* [Task directions] Which lines in the data below contain the word "beard"? Report every such line in full.

Entries drawn from a collection

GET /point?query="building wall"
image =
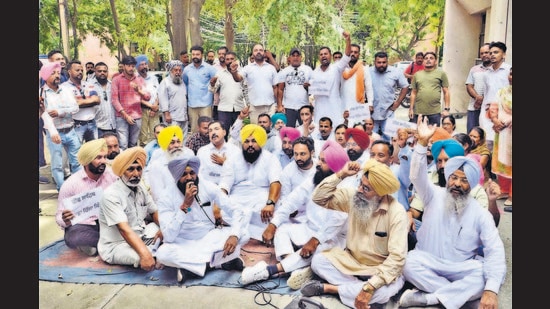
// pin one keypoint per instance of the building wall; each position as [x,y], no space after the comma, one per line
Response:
[463,24]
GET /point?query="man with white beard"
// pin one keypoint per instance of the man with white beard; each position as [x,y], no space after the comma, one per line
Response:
[367,272]
[445,266]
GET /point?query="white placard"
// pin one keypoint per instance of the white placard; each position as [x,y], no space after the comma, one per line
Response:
[84,205]
[392,124]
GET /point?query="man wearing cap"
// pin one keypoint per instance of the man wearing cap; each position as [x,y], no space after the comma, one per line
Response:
[445,267]
[149,108]
[156,174]
[86,186]
[188,223]
[127,91]
[126,211]
[172,95]
[368,271]
[59,107]
[251,178]
[356,89]
[293,83]
[197,77]
[319,228]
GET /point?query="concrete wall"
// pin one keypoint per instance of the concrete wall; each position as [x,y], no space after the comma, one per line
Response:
[463,24]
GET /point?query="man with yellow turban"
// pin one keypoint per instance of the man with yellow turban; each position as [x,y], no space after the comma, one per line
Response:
[156,174]
[78,200]
[251,177]
[445,266]
[368,271]
[125,213]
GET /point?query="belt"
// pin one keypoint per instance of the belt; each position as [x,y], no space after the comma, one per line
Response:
[65,130]
[81,123]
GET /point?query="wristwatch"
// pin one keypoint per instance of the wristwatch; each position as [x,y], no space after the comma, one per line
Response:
[367,288]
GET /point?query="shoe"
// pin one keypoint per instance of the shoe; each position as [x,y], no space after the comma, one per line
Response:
[182,275]
[89,251]
[413,298]
[299,277]
[234,264]
[255,273]
[312,288]
[502,196]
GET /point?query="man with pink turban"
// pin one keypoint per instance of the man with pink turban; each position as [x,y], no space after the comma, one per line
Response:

* [Task solution]
GET /point?query="man with white beard"
// pin one keypoint per instance of the man with white beard; each position as [x,y], no space after the comma, one per line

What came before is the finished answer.